Given exercise a - Will you repeat, word for word, the stretch of the Queensland land clearing text from "The 2001 target" through "in both states."?

Source extract -

■ ■ ■ ■

Figure 1: Annual woody vegetation clearing rate in Queensland (1988–2014)

Annual woody vegetation clearing rate in Queensland (1988–2014)

Source: Land cover change in Queensland 2012–13 and 2013–14 Statewide Landcover and Trees Study
Note that HVR stands for high value regrowth vegetation

High levels of land clearing in the early 1990s led Commonwealth, state and territory governments to set the goal of reversing the decline in the quality and extent of native vegetation by 2001. Australia’s Native Vegetation Framework updates a 2001 framework that aimed to implement this goal.

The 2001 target was not met and more than 400,000 ha was still being cleared annually, with the great majority being cleared in Queensland along with significant areas in NSW. These states implemented more stringent vegetation management controls from 2006. They resulted in a decrease in land clearing with greenhouse gas emissions (GHG) from deforestation across Australia decreasing from 98 megatonnes (Mt) of carbon dioxide equivalent (CO2-e) in 1991 (19% of Australia’s GHG emissions) to just 34 Mt CO2-e in 2014 (6.5%).

Change of governments in Queensland (2012) and NSW (2011) resulted in a loosening of the restrictions on land clearing in both states.

In the case of Queensland there was a tripling in the rate of land clearing from less than 100,000 ha in 2011 to 300,000 ha in 2014 (see Figure 1 above). According to the Queensland Government, land clearing in Queensland is now generating a substantial proportion of Australia's GHG emissions from deforestation.

■ ■ ■ ■

Source data -
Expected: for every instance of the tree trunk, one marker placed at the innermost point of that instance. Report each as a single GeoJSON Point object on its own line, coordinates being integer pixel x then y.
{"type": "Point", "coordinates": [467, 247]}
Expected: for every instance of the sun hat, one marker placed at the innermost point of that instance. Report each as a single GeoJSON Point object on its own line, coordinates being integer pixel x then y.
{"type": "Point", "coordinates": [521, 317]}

■ ■ ■ ■

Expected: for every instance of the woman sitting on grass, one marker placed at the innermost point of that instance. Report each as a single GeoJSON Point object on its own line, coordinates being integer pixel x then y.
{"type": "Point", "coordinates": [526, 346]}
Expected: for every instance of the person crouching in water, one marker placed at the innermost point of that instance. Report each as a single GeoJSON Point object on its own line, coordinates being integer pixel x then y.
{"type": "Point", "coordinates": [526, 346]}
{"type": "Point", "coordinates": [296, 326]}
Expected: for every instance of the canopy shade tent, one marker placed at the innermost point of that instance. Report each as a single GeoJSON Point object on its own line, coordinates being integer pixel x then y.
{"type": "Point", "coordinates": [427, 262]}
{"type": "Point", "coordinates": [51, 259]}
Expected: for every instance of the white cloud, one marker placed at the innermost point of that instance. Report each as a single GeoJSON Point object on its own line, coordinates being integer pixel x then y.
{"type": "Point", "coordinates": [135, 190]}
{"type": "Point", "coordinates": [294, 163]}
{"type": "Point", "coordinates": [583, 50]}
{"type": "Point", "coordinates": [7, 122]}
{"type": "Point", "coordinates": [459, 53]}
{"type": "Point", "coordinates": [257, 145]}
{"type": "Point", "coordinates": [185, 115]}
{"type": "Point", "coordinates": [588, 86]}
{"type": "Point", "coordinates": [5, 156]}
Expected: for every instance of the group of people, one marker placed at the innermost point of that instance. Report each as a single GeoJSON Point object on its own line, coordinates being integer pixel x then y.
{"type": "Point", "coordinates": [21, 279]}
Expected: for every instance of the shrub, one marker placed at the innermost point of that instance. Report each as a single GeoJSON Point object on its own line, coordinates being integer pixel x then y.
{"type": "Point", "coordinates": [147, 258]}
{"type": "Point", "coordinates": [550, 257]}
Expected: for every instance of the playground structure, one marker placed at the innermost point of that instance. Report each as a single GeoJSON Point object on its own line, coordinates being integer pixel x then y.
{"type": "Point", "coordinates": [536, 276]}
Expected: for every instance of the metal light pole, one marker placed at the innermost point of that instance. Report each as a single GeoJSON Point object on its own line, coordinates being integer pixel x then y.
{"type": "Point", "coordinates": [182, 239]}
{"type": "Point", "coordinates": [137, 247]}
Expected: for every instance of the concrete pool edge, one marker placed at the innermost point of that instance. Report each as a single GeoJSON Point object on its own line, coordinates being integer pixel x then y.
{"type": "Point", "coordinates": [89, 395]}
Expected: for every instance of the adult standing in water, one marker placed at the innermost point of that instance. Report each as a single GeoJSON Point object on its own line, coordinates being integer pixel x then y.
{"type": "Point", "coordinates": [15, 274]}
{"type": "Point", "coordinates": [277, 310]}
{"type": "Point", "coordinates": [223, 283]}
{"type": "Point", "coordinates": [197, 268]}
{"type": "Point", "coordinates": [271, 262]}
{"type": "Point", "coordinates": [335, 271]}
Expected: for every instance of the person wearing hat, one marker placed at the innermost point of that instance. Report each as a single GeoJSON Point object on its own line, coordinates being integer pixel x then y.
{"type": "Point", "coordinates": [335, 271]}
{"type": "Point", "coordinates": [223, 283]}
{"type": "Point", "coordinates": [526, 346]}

■ ■ ■ ■

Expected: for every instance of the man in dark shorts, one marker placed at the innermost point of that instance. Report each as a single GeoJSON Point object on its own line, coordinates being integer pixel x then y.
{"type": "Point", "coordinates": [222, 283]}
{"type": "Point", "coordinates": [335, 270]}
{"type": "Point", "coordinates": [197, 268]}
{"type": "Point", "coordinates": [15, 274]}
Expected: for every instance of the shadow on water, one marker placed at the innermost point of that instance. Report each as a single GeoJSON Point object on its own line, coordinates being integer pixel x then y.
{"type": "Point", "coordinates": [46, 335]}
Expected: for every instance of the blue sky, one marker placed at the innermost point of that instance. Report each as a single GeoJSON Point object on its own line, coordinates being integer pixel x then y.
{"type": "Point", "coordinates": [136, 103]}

■ ■ ■ ■

Given exercise b - Can you tally how many lines in the records above contain the string "person", treating case as significant, and reply with only that number?

Task result a -
The 2001 target was not met and more than 400,000 ha was still being cleared annually, with the great majority being cleared in Queensland along with significant areas in NSW. These states implemented more stringent vegetation management controls from 2006. They resulted in a decrease in land clearing with greenhouse gas emissions (GHG) from deforestation across Australia decreasing from 98 megatonnes (Mt) of carbon dioxide equivalent (CO2-e) in 1991 (19% of Australia’s GHG emissions) to just 34 Mt CO2-e in 2014 (6.5%).

Change of governments in Queensland (2012) and NSW (2011) resulted in a loosening of the restrictions on land clearing in both states.

Task result b - 2